== Segment start ==

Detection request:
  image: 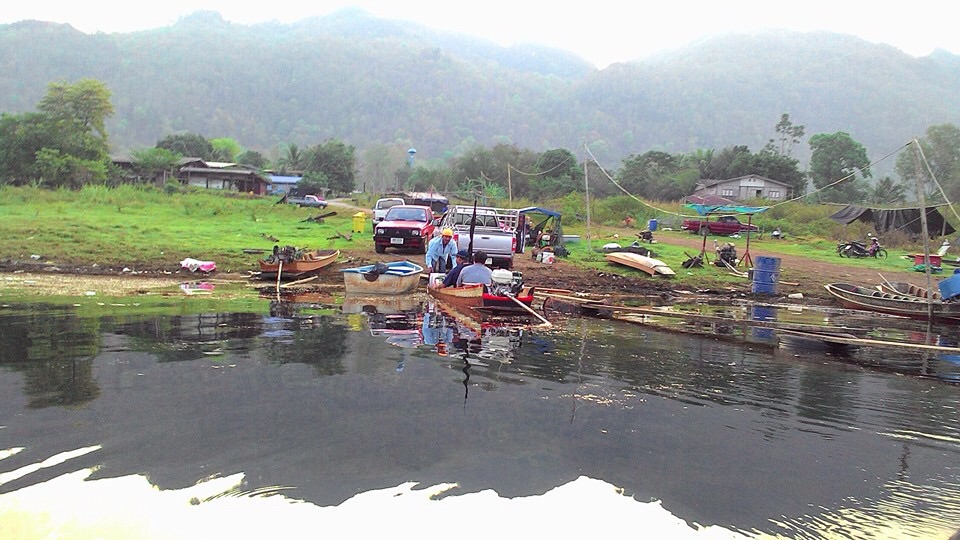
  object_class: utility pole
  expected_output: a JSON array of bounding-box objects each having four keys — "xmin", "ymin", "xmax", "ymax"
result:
[
  {"xmin": 584, "ymin": 150, "xmax": 591, "ymax": 252},
  {"xmin": 913, "ymin": 140, "xmax": 933, "ymax": 324}
]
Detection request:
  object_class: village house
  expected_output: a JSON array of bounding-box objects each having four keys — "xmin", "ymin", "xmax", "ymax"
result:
[
  {"xmin": 688, "ymin": 174, "xmax": 792, "ymax": 202},
  {"xmin": 111, "ymin": 157, "xmax": 270, "ymax": 194},
  {"xmin": 178, "ymin": 161, "xmax": 271, "ymax": 195}
]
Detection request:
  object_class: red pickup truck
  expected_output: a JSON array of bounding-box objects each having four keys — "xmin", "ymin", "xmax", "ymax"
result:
[
  {"xmin": 373, "ymin": 205, "xmax": 436, "ymax": 254},
  {"xmin": 681, "ymin": 215, "xmax": 759, "ymax": 235}
]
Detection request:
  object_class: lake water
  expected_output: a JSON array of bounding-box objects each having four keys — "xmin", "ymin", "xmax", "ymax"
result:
[{"xmin": 1, "ymin": 286, "xmax": 958, "ymax": 539}]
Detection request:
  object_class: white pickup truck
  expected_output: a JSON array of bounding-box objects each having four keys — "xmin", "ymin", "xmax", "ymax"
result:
[
  {"xmin": 436, "ymin": 205, "xmax": 520, "ymax": 268},
  {"xmin": 372, "ymin": 197, "xmax": 405, "ymax": 224}
]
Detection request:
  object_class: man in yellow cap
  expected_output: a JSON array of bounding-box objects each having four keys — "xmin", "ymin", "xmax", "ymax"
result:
[{"xmin": 426, "ymin": 227, "xmax": 458, "ymax": 273}]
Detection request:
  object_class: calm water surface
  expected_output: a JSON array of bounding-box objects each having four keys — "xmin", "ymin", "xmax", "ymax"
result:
[{"xmin": 0, "ymin": 289, "xmax": 958, "ymax": 539}]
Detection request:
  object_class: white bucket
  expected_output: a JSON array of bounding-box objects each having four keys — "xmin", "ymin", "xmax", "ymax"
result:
[
  {"xmin": 541, "ymin": 252, "xmax": 555, "ymax": 264},
  {"xmin": 428, "ymin": 272, "xmax": 445, "ymax": 287}
]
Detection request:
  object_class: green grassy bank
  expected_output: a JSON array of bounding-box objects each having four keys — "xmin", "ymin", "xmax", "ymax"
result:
[
  {"xmin": 0, "ymin": 185, "xmax": 362, "ymax": 273},
  {"xmin": 0, "ymin": 185, "xmax": 937, "ymax": 287}
]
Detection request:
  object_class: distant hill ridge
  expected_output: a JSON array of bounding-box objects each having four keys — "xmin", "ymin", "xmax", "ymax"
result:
[{"xmin": 0, "ymin": 9, "xmax": 958, "ymax": 169}]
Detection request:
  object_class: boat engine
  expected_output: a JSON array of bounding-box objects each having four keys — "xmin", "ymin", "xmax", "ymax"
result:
[{"xmin": 489, "ymin": 269, "xmax": 523, "ymax": 296}]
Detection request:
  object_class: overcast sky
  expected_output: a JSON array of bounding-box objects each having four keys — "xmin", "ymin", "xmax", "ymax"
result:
[{"xmin": 4, "ymin": 1, "xmax": 957, "ymax": 68}]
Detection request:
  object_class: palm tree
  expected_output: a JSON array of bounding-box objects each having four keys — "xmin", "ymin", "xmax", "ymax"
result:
[{"xmin": 279, "ymin": 143, "xmax": 306, "ymax": 174}]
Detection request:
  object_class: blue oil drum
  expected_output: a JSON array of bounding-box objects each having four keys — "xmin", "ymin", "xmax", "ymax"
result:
[
  {"xmin": 751, "ymin": 305, "xmax": 776, "ymax": 340},
  {"xmin": 751, "ymin": 256, "xmax": 781, "ymax": 294},
  {"xmin": 648, "ymin": 218, "xmax": 658, "ymax": 231}
]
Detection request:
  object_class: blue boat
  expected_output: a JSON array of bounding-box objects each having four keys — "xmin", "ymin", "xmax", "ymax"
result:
[{"xmin": 341, "ymin": 260, "xmax": 424, "ymax": 295}]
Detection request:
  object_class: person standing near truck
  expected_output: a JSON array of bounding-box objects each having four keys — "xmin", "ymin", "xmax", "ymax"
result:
[{"xmin": 426, "ymin": 228, "xmax": 458, "ymax": 272}]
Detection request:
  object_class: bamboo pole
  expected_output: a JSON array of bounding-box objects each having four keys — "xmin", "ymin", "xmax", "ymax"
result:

== Segment end ==

Go to the line with "object_class: distant hill ridge" in the entries above and repeat every line from there through the line with "object_class: boat engine", exactly and with no other text.

=== Problem solution ===
  object_class: distant hill ridge
  expected_output: a JSON array of bounding-box objects each having four keys — "xmin", "ymin", "xmax", "ymax"
result:
[{"xmin": 0, "ymin": 9, "xmax": 958, "ymax": 169}]
Detection request:
  object_class: boat engine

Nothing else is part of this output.